■ **Wymaganie 1**
Zaktualizuj fragment felietonu od słów „W ostatnim Motoblenderze” aż do słów „Zaczynajmy więc moto-bingo.” włącznie i zastąp w nim „weekendu” słowem „soboty”.
■ **Wymaganie 2**
Kontynuuj felieton o motoryzacji od miejsca, w którym się kończy.

■ **Fragment dokumentu**
▬▬▬

Felietony

Motoblender 38/2019: zagrajmy w bingo

Felietony 12.10.2019 402 interakcje
Tymon Grabowski
Tymon Grabowski 12.10.2019

Motoblender 38/2019: zagrajmy w bingo

Tymon Grabowski
Tymon Grabowski12.10.2019
402 interakcje Dołącz do dyskusji

W ostatnim Motoblenderze ktoś w komentarzu napisał, że wpisy z tej serii składają się z punktów, które trzeba odhaczyć i jest to rodzaj gry w bingo. Po skreśleniu wszystkich punktów można śmiało oddać się urokom weekendu. Zaczynajmy więc moto-bingo.

Raz: zła Unia Europejska

Nie mam niczego mocnego przeciwko Unii Europejskiej w tym tygodniu, ale chciałem napisać o tym, że Skoda Scala – potencjalny europejski bestseller – nie trafi do Rosji czy na Ukrainę i Białoruś, bo jest za nowoczesna i oni tam nie chcą takiego wozu. Zamiast tego Skoda zrobi lekki lifting Rapida, wrzuci mu pewnie 1.6 MPI z Polo sedana, którego produkuje w fabryce w Kałudze i będzie dalej pompowało ten model na rynki wschodnie, żeby wydłużyć jego żywot. Pomyślmy, jaką popularnością cieszyłaby się w Polsce Skoda Rapid z silnikiem 1.6 MPI. Byłby to król flot, taksówek, Uberów, służb ochroniarskich itp. Nawet na radiowozach by pewnie latały na wioskach, bo czemu nie. Ale jak wiemy, to co jest dobre po jednej stronie Bugu, po drugiej już jest niedopuszczalne, bo u nas jest zupełnie inna atmosfera niż tam, i tam sobie mogą emitować, a u nas nie. Widzicie – nawet z takiego prostego niusa wybrnąłem w kierunku dokopania UE. BINGO-BONGO!

▬▬▬

■ **Dostępne dane**

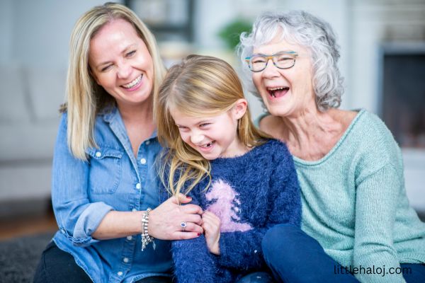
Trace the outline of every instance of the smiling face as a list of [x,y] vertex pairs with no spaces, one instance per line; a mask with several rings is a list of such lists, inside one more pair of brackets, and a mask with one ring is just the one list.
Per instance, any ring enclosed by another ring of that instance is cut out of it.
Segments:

▬▬▬

■ **Oczekiwana odpowiedź 1**
W ostatnim Motoblenderze ktoś w komentarzu napisał, że wpisy z tej serii składają się z punktów, które trzeba odhaczyć i jest to rodzaj gry w bingo. Po skreśleniu wszystkich punktów można śmiało oddać się urokom soboty. Zaczynajmy więc moto-bingo.

■ **Oczekiwana odpowiedź 2**
skoda scala

Dwa: bzdurne limity CO2

Hyundai nie widzi nic niestosownego w reklamie, w której sportsmenkę Mireię Belmonte zamyka się w foliowej bańce, a następnie do tej bańki podłącza się rurę dołączoną z drugiej strony do układu wydechowego samochodu. NIE, W TYM W OGÓLE NIE MA NIC NIESTOSOWNEGO. Oczywiście pani Belmonte nie dusi się, bo samochód, który stoi przed nią to Hyundai Nexo z ogniwami wodorowymi, emitujący czyste powietrze z parą wodną. No ja ogólnie bardzo popieram samochody wodorowe, to znaczy te oba którymi jeździłem, ale nasuwa mi się takie pytanie. Biorąc pod uwagę nadzwyczaj niską wartość EROEI wodoru (Energy Returned on Energy Invested = zwrot energii zainwestowanej), jak powinno się liczyć emisję CO2 dla samochodów wodorowych? W końcu nie ma się co oszukiwać, że pozyskanie i składowanie wodoru jest zupełnie neutralne dla środowiska.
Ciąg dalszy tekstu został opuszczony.